* Records from a collection *
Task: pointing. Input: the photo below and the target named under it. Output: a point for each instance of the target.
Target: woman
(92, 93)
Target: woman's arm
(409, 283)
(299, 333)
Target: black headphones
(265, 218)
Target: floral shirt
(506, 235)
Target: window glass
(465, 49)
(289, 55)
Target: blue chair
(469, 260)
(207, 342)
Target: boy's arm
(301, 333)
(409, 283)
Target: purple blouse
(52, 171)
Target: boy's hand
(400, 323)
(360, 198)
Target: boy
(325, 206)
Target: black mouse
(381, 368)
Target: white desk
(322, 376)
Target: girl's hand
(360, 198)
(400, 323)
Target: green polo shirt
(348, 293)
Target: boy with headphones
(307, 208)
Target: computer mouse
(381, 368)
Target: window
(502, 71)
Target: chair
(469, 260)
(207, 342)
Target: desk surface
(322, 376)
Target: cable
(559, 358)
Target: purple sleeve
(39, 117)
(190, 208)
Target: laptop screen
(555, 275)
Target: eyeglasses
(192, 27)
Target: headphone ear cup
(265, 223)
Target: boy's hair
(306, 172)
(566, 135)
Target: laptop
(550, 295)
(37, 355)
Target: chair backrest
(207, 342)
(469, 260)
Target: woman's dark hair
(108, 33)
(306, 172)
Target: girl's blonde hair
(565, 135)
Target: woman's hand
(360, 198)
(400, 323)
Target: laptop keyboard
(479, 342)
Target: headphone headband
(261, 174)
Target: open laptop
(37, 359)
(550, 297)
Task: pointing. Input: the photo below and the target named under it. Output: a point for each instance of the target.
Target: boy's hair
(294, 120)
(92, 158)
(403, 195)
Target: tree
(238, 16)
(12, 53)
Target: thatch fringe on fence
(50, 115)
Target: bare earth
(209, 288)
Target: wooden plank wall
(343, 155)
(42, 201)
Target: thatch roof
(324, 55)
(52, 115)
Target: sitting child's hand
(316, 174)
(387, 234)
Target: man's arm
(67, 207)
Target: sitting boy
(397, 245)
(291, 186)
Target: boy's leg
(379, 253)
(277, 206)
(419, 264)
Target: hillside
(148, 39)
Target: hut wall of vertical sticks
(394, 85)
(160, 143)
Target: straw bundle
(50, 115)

* Directions *
Please turn all of the lines above into a Markdown table with the columns "Row" and "Line text," one numbered row per line and blank lines omitted.

* Complete answer *
| Row | Line text |
|---|---|
| 1 | Task: pointing. Input: the photo below and the target named under it. Output: a point for each instance of the target. |
| 2 | Target: woman |
| 3 | (92, 93) |
| 4 | Target: woman's arm |
| 5 | (409, 283) |
| 6 | (299, 333) |
| 7 | Target: black headphones |
| 8 | (265, 218) |
| 9 | Target: floral shirt |
| 10 | (506, 235) |
| 11 | Target: window glass |
| 12 | (465, 49) |
| 13 | (289, 55) |
| 14 | Target: blue chair |
| 15 | (469, 260) |
| 16 | (207, 342) |
| 17 | Target: boy's arm |
| 18 | (301, 333) |
| 19 | (409, 283) |
| 20 | Target: purple blouse |
| 21 | (52, 171) |
| 22 | Target: boy's hand |
| 23 | (400, 323) |
| 24 | (360, 198) |
| 25 | Target: boy |
| 26 | (325, 206) |
| 27 | Target: black mouse |
| 28 | (381, 368) |
| 29 | Target: white desk |
| 30 | (322, 376) |
| 31 | Target: girl's hand |
| 32 | (360, 198) |
| 33 | (400, 323) |
| 34 | Target: green polo shirt |
| 35 | (348, 293) |
| 36 | Target: boy with headphones |
| 37 | (307, 208) |
| 38 | Target: computer mouse |
| 39 | (381, 368) |
| 40 | Target: window |
| 41 | (502, 71) |
| 42 | Target: chair |
| 43 | (469, 260) |
| 44 | (207, 342) |
| 45 | Target: desk surface |
| 46 | (322, 376) |
| 47 | Target: cable |
| 48 | (559, 358) |
| 49 | Target: purple sleeve |
| 50 | (39, 117) |
| 51 | (190, 208) |
| 52 | Target: laptop screen |
| 53 | (555, 275) |
| 54 | Target: eyeglasses |
| 55 | (192, 27) |
| 56 | Target: headphone ear cup |
| 57 | (265, 223) |
| 58 | Target: boy's hair |
| 59 | (306, 172) |
| 60 | (566, 135) |
| 61 | Target: laptop |
| 62 | (550, 295) |
| 63 | (37, 355) |
| 64 | Target: chair backrest |
| 65 | (207, 342) |
| 66 | (469, 260) |
| 67 | Target: woman's dark hair |
| 68 | (108, 33) |
| 69 | (306, 172) |
| 70 | Target: girl's blonde hair |
| 71 | (565, 135) |
| 72 | Target: woman's hand |
| 73 | (360, 198) |
| 74 | (400, 323) |
| 75 | Target: laptop keyboard |
| 76 | (479, 342) |
| 77 | Target: headphone headband |
| 78 | (261, 174) |
| 79 | Target: open laptop |
| 80 | (37, 359) |
| 81 | (550, 297) |
| 82 | Task: pointing. Input: the photo below and the target named under it. Output: a point for each instance of the target. |
| 83 | Target: boy's hair |
| 84 | (294, 120) |
| 85 | (92, 158) |
| 86 | (403, 195) |
| 87 | Target: tree |
| 88 | (238, 16) |
| 89 | (12, 53) |
| 90 | Target: thatch fringe on fence |
| 91 | (50, 115) |
| 92 | Target: bare earth |
| 93 | (209, 288) |
| 94 | Target: wooden plank wall |
| 95 | (343, 155) |
| 96 | (42, 201) |
| 97 | Target: thatch roof |
| 98 | (324, 55) |
| 99 | (52, 115) |
| 100 | Target: sitting child's hand |
| 101 | (316, 174) |
| 102 | (387, 234) |
| 103 | Target: man's arm |
| 104 | (67, 207) |
| 105 | Target: sitting boy |
| 106 | (397, 245) |
| 107 | (291, 186) |
| 108 | Target: boy's leg |
| 109 | (379, 253) |
| 110 | (277, 206) |
| 111 | (419, 264) |
| 112 | Target: hillside |
| 113 | (148, 39) |
| 114 | Target: hut wall of vertical sticks |
| 115 | (394, 85) |
| 116 | (160, 143) |
| 117 | Target: straw bundle |
| 118 | (50, 115) |